**文書本文**
□ □ □

図2に示すように、画像処理装置3は、取得部31と、制御部32と、記憶部33と、を備える。
【0029】
取得部31は、撮影画像を取得する。本実施形態では、取得部31は、車両に搭載されるカメラ4からアナログ又はデジタルの撮影画像を所定の周期(例えば、1/30秒周期)で時間的に連続して取得する。取得部31によって取得される撮影画像の集合体がカメラ4で撮影された動画像である。取得した撮影画像がアナログの場合には、取得部31は、そのアナログの撮影画像をデジタルの撮影画像に変換(A/D変換)する。取得部31は、取得した撮影画像(A/D変換が行われた場合は変換後の画像)を制御部32に出力する。
【0030】
なお、カメラ4は、例えば車両の前方や後方等、車両の周囲を監視するカメラである。ただし、カメラ4は、例えば、車両の室内を撮影するカメラであってもよい。
【0031】
制御部32は、画像処理装置3の全体を統括的に制御するコントローラである。制御部32は、例えば、ハードウェアプロセッサであるCPU(Central Processing Unit)、RAM(Random Access Memory)、および、ROM(Read Only Memory)等を含むコンピュータとして構成される。

□ □ □

**課題 A**
下の行のうち、「Identify the car windshield」を含む行から始めて「[1009, 241]」を含む行までを、指示文も含めてすべて移してください。その際、回答の座標の各数値には114を加えてください。

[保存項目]

□ □ □

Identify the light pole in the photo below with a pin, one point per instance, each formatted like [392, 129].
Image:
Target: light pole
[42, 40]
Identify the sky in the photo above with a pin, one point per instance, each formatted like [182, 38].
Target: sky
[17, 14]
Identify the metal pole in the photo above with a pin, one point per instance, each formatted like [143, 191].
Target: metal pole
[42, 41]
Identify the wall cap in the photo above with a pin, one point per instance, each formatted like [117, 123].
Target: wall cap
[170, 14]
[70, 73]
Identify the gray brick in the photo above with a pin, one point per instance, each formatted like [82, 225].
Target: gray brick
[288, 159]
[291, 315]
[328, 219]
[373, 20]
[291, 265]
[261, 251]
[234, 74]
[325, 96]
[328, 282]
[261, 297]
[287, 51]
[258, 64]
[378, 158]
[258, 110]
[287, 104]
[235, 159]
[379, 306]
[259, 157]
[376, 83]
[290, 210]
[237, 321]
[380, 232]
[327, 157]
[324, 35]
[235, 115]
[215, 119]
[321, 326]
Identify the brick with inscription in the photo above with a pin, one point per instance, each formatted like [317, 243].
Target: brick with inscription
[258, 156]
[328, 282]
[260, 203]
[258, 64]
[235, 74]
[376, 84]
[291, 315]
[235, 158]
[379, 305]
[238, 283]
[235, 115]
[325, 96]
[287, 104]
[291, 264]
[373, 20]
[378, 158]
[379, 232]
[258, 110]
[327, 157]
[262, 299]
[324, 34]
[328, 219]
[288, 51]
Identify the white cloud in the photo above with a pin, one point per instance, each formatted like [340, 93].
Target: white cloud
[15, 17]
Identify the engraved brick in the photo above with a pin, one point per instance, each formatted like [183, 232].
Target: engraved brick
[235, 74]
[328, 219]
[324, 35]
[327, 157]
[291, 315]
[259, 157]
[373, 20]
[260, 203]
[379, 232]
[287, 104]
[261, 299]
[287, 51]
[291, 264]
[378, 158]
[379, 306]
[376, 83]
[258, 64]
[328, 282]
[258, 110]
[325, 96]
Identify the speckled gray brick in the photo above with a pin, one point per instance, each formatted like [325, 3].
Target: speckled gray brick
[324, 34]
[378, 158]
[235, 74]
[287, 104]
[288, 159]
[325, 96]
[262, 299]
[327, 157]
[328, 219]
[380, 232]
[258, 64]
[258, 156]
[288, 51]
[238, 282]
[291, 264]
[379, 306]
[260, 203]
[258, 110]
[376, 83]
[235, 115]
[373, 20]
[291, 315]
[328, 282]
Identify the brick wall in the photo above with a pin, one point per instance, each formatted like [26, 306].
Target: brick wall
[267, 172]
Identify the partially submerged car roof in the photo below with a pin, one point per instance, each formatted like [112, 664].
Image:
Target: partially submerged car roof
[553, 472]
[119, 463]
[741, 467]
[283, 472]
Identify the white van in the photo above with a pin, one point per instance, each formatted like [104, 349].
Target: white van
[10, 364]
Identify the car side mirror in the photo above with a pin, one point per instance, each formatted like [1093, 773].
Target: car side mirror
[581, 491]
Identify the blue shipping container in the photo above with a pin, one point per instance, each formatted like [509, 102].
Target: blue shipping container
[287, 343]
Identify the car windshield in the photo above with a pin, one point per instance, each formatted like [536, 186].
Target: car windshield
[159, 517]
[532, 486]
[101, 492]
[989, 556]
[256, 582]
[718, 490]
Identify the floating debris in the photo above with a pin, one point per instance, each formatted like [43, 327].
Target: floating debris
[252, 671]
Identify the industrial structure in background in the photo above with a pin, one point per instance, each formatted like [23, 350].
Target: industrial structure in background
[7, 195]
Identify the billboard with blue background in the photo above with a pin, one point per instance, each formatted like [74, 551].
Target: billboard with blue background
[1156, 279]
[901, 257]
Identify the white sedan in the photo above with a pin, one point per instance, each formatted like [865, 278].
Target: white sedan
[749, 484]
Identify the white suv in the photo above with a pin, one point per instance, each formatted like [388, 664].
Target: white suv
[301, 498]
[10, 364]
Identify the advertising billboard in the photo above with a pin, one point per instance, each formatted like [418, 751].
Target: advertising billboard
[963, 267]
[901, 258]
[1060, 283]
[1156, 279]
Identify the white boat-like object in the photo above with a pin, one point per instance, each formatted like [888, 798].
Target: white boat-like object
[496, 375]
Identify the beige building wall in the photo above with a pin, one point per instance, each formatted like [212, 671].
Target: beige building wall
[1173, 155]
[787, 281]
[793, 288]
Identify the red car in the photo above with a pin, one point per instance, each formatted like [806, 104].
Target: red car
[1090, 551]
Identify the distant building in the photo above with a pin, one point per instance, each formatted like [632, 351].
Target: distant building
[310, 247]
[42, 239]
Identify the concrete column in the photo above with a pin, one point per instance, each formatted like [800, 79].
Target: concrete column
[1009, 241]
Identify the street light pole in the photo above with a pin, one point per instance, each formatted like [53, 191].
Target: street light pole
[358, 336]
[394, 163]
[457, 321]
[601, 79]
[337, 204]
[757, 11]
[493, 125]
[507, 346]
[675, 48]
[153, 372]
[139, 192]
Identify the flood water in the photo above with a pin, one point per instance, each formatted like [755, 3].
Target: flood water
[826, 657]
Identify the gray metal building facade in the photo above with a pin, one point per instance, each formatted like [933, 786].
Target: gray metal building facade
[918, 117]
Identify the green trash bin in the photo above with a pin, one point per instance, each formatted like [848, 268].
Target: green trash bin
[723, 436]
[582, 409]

□ □ □

**課題 B**
画像処理装置3の構成を説明する文書の続きを、最後の文の後から書き上げてください。

**回答 A**
Identify the car windshield in the photo above with a pin, one point per instance, each formatted like [536, 186].
Target: car windshield
[273, 631]
[646, 600]
[215, 606]
[1103, 670]
[370, 696]
[832, 604]
Identify the floating debris in the photo above with a pin, one point per instance, each formatted like [43, 327].
Target: floating debris
[366, 785]
Identify the industrial structure in background in the photo above with a pin, one point per instance, each formatted like [23, 350].
Target: industrial structure in background
[121, 309]
Identify the billboard with blue background in the photo above with a pin, one point per instance, each formatted like [74, 551].
Target: billboard with blue background
[1270, 393]
[1015, 371]
Identify the white sedan in the photo above with a pin, one point per instance, each formatted like [865, 278].
Target: white sedan
[863, 598]
Identify the white suv in the photo above with a pin, one point per instance, each formatted like [388, 664].
Target: white suv
[415, 612]
[124, 478]
Identify the advertising billboard in the photo above with a pin, one point per instance, each formatted like [418, 751].
Target: advertising billboard
[1077, 381]
[1015, 372]
[1174, 397]
[1270, 393]
Identify the white boat-like object in the photo above with a pin, one point per instance, each formatted like [888, 798].
Target: white boat-like object
[610, 489]
Identify the beige building wall in the photo above with a pin, one point per instance, each formatted like [212, 671].
Target: beige building wall
[1287, 269]
[901, 395]
[907, 402]
Identify the red car in the photo above with a pin, one point per instance, each formatted like [806, 104].
Target: red car
[1204, 665]
Identify the distant building in the photo above with a pin, one point per instance, each formatted like [632, 351].
Target: distant building
[424, 361]
[156, 353]
Identify the concrete column in the photo above with a pin, one point per instance, each formatted like [800, 79].
Target: concrete column
[1123, 355]

**回答 B**
【0032】
記憶部33は、例えば、RAMやフラッシュメモリ等の半導体メモリ素子、ハードディスク、或いは、光ディスク等の可搬型の記録媒体を用いる記憶装置等で構成される。記憶部33は、ファームウェアとしてのプログラムや各種のデータを記憶する。本実施形態では、記憶部33は、物体の検知を可能とする学習済みモデル331を記憶する。学習済みモデル331は、例えばディープニューラルネットワーク(DNN:Deep Neural Network)等の機械学習のアルゴリズムにより学習を行うことで得られる。学習済みモデル331は、例えば教師あり学習により得られてよい。
【0033】
図2に示す、検知部321および秘匿化部322は、制御部32のCPUが記憶部33に記憶されるプログラムに従って演算処理を実行することにより実現される制御部32の機能である。換言すると、画像処理装置3は、検知部321と、秘匿化部322と、を備える。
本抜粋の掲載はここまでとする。